● **Task**
Please continue the news article on the India-Pakistan diplomatic expulsions from the point where it stops.

● **Document text**

** start **

Tit-for-tat expulsions to have no impact on ties: analysts
‘India playing dangerous game’
ISLAMABAD: India has launched a dangerous game in accusing and expelling Pakistan’s top diplomat to Delhi, Pakistani analysts warned on Sunday.
“Expulsions have happened in the past, but this time the Indians have taken the joke too far,” said Khalid Mahmud from the state-funded Institute of Regional Studies. “To accuse the acting high commissioner himself of being involved in giving money to militants in Kashmir is just ridiculous.
“It’s a very reckless pursuit of diplomatic relations. You don’t do that.”
New Delhi on Saturday expelled Pakistan’s acting high commissioner Jalil Abbas Jeelani and four embassy officials after accusing Jilani of personally channeling cash worth 6,000 dollars to Islamic militants fighting Indian rule in Kashmir.
Pakistan swiftly expelled India’s top envoy and four Indian high commission officials in response, rejecting the charges against Jilani as framed and part of a campaign of vilification.
The mutual expulsions, the second in less than three weeks, have sent the hostile neighbours’ diplomatic relations plunging to new lows just four months after both sides ended a 10-month military standoff and withdrew troops from their border.
Diplomatic relations had already been downgraded since the deadly December 2001 attack on the Indian parliament. New Delhi blamed Pakistani-based Kashmiri rebels and the nuclear-armed rivals sent a million troops to their border, placing South Asia on the brink of war.
Mahmud said India was showing it had little interest in reducing tensions arising from the 55-year-old dispute over control of Muslim-majority Kashmir.
“Instead of moving towards some sort of normalisation or easing of tensions, this has gone in the reverse direction,” he told AFP. But Mahmud did not see the diplomatic war as a precursor to military confrontation between the South Asian foes who have already fought two wars over Kashmir since gaining independence in 1947.
“If the Indians wanted to go to war they could’ve done it last year.
“Now that they’ve withdrawn troops I don’t think they will do it again, but short of that I suppose it’s very serious tensions.” Islamabad-based political analyst Aqil Shah saw in New Delhi’s move an effort to keep world attention on Pakistan and militants crossing from its territory to Indian Kashmir to keep up a 14-year insurgency against Indian rule.
“Basically there’s a strategy to keep the pressure on Pakistan as US attention shifts to Iraq,” Shah told AFP.

** end **

● **Information provided**
** start **

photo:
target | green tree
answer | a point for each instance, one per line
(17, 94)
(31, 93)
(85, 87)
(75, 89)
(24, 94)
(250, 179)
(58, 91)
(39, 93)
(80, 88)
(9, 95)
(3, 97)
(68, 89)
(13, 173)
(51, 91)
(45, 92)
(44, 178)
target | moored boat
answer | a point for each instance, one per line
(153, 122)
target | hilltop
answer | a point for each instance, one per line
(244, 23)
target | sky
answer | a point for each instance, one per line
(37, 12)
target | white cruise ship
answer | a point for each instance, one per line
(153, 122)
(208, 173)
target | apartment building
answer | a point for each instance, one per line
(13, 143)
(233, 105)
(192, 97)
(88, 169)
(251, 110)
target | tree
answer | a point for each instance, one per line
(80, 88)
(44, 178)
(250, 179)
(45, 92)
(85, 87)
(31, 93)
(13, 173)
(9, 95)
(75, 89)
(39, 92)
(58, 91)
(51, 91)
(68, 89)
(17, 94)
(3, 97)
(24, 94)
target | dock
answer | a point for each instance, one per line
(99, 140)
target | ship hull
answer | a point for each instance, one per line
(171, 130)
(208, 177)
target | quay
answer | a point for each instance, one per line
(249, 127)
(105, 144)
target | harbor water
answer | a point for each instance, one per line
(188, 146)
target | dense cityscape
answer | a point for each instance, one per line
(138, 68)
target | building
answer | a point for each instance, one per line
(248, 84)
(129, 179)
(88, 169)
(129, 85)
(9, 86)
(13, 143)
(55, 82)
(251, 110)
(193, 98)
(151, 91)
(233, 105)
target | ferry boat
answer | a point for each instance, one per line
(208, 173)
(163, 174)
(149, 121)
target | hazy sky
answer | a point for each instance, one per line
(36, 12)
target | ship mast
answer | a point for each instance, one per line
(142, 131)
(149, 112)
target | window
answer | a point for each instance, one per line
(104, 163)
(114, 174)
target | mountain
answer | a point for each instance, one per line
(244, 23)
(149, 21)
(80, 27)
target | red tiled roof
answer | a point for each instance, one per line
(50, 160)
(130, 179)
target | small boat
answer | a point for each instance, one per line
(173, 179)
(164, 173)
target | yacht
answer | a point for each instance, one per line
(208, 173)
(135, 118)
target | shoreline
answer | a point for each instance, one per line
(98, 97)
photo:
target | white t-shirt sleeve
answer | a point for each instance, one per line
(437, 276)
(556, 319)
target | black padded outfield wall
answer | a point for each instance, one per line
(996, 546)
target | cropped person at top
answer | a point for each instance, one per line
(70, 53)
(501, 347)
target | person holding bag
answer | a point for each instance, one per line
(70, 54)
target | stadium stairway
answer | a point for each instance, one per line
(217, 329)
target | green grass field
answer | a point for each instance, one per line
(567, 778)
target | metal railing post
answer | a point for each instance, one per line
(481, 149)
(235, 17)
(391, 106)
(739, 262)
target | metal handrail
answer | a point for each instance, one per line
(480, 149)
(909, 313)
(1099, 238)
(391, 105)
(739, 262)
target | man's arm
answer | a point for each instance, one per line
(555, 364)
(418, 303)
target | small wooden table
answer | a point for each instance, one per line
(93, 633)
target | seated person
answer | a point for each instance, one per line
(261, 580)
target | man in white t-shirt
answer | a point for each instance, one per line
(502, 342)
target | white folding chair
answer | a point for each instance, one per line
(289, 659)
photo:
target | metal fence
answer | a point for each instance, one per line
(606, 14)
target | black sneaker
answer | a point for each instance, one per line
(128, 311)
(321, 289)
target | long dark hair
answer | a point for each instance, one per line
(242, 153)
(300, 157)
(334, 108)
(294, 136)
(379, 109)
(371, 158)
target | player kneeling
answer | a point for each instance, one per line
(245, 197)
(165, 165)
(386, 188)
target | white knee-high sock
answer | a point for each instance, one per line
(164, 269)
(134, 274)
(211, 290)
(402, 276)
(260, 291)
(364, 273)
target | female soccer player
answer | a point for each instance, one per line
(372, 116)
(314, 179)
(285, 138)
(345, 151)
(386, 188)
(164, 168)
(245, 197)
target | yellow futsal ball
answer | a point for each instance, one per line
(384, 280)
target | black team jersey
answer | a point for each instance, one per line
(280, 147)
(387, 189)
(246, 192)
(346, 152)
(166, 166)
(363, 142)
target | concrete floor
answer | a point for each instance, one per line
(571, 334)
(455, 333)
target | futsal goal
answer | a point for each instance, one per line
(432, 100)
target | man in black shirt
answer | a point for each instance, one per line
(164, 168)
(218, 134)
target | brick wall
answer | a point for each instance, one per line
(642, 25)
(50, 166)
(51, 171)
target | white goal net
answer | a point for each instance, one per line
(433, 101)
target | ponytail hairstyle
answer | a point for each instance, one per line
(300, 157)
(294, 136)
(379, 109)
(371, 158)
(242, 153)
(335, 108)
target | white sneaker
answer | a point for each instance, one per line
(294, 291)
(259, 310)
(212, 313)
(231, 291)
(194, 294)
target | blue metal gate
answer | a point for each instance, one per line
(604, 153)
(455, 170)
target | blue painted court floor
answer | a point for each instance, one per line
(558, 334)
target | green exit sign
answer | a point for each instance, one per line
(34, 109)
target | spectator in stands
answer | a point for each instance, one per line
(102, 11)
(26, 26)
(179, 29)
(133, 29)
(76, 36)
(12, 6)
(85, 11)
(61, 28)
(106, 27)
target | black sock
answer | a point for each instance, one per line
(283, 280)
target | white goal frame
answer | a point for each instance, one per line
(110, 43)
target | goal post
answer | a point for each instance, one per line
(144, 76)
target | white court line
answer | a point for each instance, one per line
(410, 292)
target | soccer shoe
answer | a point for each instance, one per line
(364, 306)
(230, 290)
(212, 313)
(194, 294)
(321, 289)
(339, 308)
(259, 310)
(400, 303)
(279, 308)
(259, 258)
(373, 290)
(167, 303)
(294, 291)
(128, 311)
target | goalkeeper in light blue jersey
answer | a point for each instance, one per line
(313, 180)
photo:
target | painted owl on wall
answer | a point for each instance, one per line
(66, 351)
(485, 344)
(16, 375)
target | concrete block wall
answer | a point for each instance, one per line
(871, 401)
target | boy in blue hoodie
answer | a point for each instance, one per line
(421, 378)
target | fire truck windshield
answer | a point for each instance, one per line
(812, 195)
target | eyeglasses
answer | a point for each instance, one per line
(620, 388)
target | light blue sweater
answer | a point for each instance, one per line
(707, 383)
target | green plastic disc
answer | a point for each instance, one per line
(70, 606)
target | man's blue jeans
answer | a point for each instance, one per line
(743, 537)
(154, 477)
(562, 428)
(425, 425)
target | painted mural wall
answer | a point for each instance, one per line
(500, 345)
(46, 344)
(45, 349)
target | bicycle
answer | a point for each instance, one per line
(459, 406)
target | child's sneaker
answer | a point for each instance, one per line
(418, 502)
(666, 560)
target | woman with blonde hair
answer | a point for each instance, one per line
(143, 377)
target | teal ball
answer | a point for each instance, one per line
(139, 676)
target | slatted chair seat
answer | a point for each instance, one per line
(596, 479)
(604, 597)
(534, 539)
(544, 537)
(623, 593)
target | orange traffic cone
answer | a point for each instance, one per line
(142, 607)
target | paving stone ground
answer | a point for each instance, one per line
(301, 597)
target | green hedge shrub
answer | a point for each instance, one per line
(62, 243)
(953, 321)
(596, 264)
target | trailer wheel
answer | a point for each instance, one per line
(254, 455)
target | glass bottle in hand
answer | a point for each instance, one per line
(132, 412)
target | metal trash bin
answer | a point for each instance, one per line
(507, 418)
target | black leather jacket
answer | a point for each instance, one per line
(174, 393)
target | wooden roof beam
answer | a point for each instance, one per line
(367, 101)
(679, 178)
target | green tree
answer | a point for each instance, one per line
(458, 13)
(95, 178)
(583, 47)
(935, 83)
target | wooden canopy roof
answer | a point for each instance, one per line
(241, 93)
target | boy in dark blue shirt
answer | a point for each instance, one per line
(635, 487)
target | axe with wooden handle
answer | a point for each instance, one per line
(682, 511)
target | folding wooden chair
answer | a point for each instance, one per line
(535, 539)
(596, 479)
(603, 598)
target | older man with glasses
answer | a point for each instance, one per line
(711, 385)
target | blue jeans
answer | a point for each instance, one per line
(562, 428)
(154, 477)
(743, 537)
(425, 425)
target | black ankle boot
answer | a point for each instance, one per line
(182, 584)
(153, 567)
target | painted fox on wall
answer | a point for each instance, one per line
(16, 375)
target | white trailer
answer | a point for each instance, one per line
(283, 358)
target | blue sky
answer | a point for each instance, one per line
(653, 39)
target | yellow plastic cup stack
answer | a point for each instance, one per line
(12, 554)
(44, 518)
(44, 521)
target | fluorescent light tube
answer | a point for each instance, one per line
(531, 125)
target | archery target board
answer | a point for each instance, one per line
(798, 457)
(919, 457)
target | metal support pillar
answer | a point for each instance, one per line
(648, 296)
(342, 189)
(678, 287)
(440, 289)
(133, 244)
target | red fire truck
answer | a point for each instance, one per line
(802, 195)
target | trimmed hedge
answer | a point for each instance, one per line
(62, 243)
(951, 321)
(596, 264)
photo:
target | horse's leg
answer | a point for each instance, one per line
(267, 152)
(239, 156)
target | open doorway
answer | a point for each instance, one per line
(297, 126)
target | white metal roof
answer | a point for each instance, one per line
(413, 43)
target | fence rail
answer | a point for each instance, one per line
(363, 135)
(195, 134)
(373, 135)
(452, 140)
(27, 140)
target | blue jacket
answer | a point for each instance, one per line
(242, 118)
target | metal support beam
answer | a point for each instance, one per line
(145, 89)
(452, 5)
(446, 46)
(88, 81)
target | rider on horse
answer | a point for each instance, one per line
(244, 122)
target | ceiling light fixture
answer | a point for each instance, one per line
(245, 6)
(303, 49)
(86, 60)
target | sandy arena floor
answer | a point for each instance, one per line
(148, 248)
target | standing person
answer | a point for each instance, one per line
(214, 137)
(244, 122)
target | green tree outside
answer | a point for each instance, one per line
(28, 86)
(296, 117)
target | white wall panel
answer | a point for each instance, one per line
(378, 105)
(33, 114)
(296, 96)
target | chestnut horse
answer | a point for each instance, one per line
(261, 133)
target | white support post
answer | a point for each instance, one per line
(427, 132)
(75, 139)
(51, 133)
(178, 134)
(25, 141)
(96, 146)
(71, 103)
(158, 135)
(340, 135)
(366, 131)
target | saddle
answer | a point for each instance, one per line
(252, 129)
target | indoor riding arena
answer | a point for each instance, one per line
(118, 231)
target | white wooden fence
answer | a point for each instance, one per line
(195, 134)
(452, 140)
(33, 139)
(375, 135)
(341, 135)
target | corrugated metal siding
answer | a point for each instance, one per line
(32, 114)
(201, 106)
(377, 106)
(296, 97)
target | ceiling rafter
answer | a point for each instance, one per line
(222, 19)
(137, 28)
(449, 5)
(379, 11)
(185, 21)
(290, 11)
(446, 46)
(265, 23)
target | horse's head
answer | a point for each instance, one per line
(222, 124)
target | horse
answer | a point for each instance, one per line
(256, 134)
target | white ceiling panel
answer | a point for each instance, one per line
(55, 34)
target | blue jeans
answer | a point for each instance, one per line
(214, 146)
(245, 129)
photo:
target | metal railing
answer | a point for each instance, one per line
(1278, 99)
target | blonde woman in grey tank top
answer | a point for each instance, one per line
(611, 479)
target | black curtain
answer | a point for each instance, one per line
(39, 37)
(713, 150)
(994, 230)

** end **

● **Response to the exercise**
Reports from New Delhi say: The latest bout of reciprocal diplomatic expulsions by India and Pakistan is unlikely to have any immediate impact on the already strained relations between the South Asian nuclear-armed rivals, analysts said Sunday. “This is not unusual. It happened constantly between the United States and Russia,” said G Parthasarthy who was high commissioner to Islamabad in 1999.
India and Pakistan on Saturday expelled each other’s top envoys in a row over allegations that Islamabad’s high commission was used to funnel cash to separatists in Indian Kashmir.
The foreign ministries of both countries said the other’s diplomats were involved in “activities incompatible with their status.” Asked if this would impact on bilateral relations, Ajai Sahni, executive director at the Institute of Conflict Management in New Delhi, said: “Where can the relations go?”
“They are at rock bottom already. This tit-for-tat is nothing new. It is a constant in India-Pakistan relations. Even during the best of times, this has happened, our staff members have been beaten up. It’s not unusual.”
Many in New Delhi favour a further cropping of the Pakistan embassy with some even calling for its complete closure. “In my assessment, roughly 70 per cent of the staff at the Pakistani mission are from their intelligence agencies,” said Parthasarthy.
“When President Pervez Musharraf’s government doesn’t want trade with India, it has reservations about any cultural exchanges, it is not interested in tourism... why do they need these 46 or 47 people here. There is no need for such a large staff. We should cut down the staff to the bare minimum,” the former diplomat added. But he said he was not in favour of closing it completely.
“It is imperative that countries, even when they have tensions, should keep open the channels of communication,” he said. Sahni disagreed, saying the time was right to shut down the mission.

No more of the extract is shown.